# Deep Q Network

> Credits: This work is based on a number of sources.  But I would like to give credit to Dr Mike Allen (PenCHORD, UoE) who introduced me to the method.

## Imports

### gym

In [1]:
import gym
gym.__version__

'0.21.0'

### pytorch

In [9]:
import torch
import torch.nn as nn
import torch.optim as optim

### standard

In addition to the standard data science imports this implementation will also make use of a `dequeue`. This will act as the DQN's memory buffer (used during sampling).  When this is full one sample will enter and the oldest will leave.

In [8]:
import numpy as np
import pandas as pd
import matplotlib.pyplot as plt

from collections import deque

## Parameters

In [46]:
################ EXPLORATION / EXPLOITATION SETTINGS ###########################

# default value for maximum epsilon to anneal
DEFAULT_EPSILON_MAX = 1.0

EXPLORATION_DECAY = 0.99
EXPLORATION_MIN = 0.1

################################################################################

In [47]:
#################### OPTIMISATION ##############################################

# discount rate of future rewards
GAMMA = 0.99

# replay buffer size
DEFAULT_BUFFER_SIZE = 10_000

# mini batch size for training
DEFAULT_BATCH_SIZE = 5

################################################################################

In [48]:
######################### DQN AGENT ############################################

# default learning rate
DEFAULT_LR = 0.01

# default neurons in middle layer of DQN
DEFAULT_N_NEURONS_ML = 24
################################################################################

## Agent class

In [26]:
class DQN(nn.Module):
    '''
    
    In a Double Deep Q Network this network architecture is used for both the 
    policy network and the target networks.

* [What to do]:
1. Repeat the stretch of the Deep Q Network notebook from "### standard" through "oldest will leave.", swapping "memory buffer" for "replay store".
2. In the Deep Q Network notebook, what value is the discount rate of future rewards set to?

* [Data excerpts]:
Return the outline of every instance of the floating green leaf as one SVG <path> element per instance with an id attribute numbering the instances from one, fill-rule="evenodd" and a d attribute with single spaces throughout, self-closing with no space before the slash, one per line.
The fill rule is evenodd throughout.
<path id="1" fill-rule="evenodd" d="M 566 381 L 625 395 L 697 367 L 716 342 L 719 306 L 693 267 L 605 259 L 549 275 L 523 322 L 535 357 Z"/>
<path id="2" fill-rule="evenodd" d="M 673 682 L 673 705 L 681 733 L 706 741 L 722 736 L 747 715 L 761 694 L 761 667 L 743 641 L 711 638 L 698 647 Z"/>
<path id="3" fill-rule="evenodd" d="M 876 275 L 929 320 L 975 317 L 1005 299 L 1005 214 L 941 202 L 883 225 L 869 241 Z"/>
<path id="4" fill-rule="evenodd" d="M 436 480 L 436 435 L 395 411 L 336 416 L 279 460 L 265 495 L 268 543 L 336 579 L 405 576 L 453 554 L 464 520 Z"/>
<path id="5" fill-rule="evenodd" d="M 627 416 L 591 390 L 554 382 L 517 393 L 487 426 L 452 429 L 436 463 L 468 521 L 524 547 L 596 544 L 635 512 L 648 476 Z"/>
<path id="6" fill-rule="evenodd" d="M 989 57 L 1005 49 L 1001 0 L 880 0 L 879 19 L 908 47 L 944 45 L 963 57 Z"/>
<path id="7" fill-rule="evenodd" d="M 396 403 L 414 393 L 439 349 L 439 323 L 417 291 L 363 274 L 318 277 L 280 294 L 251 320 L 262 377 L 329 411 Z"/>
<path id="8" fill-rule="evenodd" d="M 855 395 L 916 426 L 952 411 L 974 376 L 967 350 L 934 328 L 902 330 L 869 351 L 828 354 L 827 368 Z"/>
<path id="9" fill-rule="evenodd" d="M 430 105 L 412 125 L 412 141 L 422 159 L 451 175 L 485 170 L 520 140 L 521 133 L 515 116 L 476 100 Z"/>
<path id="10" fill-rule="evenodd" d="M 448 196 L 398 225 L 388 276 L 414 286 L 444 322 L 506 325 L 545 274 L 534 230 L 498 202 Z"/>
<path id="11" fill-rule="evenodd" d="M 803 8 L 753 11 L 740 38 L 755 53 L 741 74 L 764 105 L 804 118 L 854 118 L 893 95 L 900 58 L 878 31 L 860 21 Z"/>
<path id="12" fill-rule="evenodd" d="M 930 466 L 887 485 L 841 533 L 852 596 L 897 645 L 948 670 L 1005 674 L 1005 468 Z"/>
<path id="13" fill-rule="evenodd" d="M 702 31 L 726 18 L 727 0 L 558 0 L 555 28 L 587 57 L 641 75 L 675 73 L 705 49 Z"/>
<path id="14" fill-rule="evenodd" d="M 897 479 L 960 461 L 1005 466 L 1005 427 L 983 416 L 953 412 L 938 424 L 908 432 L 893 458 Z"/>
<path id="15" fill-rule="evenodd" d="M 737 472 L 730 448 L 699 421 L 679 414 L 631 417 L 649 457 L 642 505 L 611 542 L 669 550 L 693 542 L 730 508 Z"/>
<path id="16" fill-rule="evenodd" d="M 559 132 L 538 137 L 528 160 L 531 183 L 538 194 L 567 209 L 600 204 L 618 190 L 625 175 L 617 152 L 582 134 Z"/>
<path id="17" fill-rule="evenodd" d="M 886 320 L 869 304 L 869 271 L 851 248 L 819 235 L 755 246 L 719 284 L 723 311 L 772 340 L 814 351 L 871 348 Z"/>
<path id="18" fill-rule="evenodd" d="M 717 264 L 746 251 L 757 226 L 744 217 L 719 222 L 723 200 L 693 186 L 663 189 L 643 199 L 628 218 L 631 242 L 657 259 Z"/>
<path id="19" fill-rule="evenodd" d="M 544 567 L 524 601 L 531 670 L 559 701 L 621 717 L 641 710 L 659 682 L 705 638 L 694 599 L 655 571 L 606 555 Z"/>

* [Worked solutions]:
1.
### standard

In addition to the standard data science imports this implementation will also make use of a `dequeue`. This will act as the DQN's replay store (used during sampling).  When this is full one sample will enter and the oldest will leave.

2. 0.99 (GAMMA = 0.99)